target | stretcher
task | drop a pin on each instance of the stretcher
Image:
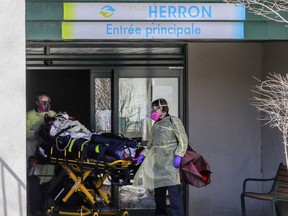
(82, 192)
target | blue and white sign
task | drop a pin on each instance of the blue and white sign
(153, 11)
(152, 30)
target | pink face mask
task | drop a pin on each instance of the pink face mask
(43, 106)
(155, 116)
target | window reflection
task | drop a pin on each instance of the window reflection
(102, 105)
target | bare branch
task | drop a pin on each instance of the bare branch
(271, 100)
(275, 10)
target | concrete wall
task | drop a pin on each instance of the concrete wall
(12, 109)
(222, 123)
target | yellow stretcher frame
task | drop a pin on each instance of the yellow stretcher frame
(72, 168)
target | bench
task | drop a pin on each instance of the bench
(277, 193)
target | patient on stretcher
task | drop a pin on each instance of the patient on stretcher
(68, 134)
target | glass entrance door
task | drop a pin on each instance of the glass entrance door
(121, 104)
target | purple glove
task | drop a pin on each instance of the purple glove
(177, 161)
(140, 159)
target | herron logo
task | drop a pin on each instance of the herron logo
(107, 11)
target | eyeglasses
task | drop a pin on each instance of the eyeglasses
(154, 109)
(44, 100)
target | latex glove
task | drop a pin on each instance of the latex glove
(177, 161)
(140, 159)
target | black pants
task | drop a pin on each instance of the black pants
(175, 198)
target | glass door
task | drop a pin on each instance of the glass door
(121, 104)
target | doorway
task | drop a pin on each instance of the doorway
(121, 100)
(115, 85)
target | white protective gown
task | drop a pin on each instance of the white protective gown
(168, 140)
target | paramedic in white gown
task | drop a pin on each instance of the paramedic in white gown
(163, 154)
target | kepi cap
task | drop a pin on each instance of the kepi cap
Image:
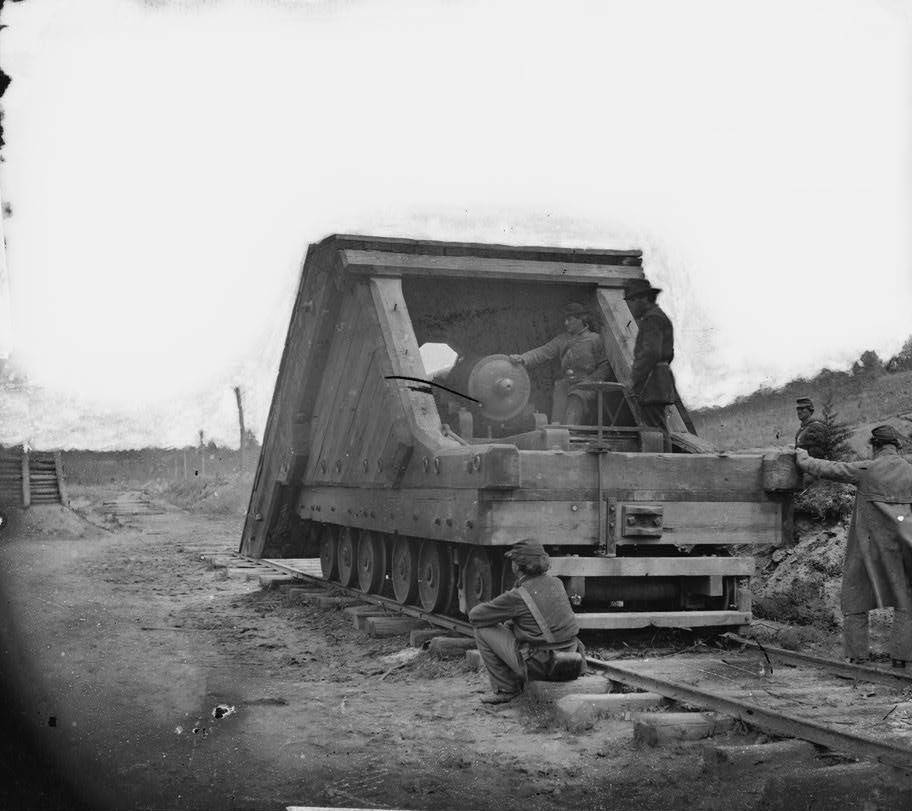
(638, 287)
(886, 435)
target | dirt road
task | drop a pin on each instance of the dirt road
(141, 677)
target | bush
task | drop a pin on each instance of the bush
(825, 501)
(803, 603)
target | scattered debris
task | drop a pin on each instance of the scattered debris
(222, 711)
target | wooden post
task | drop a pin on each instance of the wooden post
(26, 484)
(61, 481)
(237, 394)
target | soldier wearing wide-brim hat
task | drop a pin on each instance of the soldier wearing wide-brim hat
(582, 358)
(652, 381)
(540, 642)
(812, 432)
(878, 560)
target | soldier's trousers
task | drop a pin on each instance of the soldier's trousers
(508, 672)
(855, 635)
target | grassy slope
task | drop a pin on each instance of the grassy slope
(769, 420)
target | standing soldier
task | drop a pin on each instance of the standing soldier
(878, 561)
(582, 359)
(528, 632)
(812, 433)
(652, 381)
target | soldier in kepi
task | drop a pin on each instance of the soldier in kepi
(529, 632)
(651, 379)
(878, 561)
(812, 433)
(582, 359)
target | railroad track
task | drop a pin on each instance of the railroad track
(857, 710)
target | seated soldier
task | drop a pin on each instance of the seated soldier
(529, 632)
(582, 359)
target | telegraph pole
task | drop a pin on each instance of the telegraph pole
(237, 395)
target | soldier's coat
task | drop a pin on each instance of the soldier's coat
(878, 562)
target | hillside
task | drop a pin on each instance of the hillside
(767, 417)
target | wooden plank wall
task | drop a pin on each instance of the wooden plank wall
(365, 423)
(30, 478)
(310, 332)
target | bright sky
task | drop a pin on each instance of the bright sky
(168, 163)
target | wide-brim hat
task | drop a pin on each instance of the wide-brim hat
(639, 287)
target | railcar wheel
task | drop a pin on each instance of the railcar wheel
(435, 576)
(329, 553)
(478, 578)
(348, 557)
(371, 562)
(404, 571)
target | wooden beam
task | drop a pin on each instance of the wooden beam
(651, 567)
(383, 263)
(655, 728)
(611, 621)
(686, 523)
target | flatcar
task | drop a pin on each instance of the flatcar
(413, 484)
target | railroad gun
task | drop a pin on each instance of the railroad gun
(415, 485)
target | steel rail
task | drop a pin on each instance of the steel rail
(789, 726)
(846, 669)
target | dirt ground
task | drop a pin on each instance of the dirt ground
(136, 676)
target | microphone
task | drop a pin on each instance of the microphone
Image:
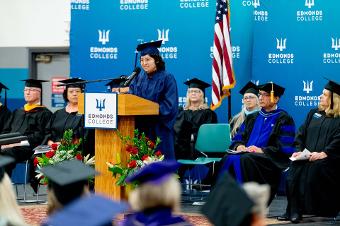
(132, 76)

——————

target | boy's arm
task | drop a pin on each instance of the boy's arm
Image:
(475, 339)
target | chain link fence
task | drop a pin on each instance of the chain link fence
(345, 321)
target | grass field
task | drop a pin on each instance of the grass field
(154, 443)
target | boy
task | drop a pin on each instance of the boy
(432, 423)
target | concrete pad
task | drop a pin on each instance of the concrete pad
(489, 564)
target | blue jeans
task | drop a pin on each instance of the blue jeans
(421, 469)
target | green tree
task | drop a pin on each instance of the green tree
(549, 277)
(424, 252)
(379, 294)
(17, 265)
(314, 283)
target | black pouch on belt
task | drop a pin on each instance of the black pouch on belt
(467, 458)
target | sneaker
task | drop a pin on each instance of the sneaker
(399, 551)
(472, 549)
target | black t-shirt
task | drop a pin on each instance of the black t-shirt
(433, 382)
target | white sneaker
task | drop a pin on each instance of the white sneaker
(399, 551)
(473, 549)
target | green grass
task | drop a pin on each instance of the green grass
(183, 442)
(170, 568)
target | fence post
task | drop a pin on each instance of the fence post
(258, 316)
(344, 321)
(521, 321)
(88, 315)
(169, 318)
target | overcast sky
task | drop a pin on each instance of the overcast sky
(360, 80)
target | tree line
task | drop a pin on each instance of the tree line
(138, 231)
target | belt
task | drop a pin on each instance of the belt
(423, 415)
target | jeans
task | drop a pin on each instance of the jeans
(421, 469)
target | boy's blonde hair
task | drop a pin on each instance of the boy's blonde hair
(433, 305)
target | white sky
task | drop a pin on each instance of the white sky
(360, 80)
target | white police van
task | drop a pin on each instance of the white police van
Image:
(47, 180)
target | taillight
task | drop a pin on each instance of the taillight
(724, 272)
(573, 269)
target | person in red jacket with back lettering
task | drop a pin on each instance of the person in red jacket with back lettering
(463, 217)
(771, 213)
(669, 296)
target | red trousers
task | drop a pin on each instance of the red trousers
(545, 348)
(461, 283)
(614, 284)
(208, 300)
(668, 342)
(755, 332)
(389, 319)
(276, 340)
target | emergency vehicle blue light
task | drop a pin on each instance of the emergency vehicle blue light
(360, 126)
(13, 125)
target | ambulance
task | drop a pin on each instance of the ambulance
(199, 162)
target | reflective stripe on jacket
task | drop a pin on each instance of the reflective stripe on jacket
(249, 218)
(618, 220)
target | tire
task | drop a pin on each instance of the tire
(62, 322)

——————

SHORT PROBLEM
Which lines of the data above contain the string "taillight"? Copy out each of them.

EXERCISE RESPONSE
target | taillight
task | drop a pin on each instance of the taillight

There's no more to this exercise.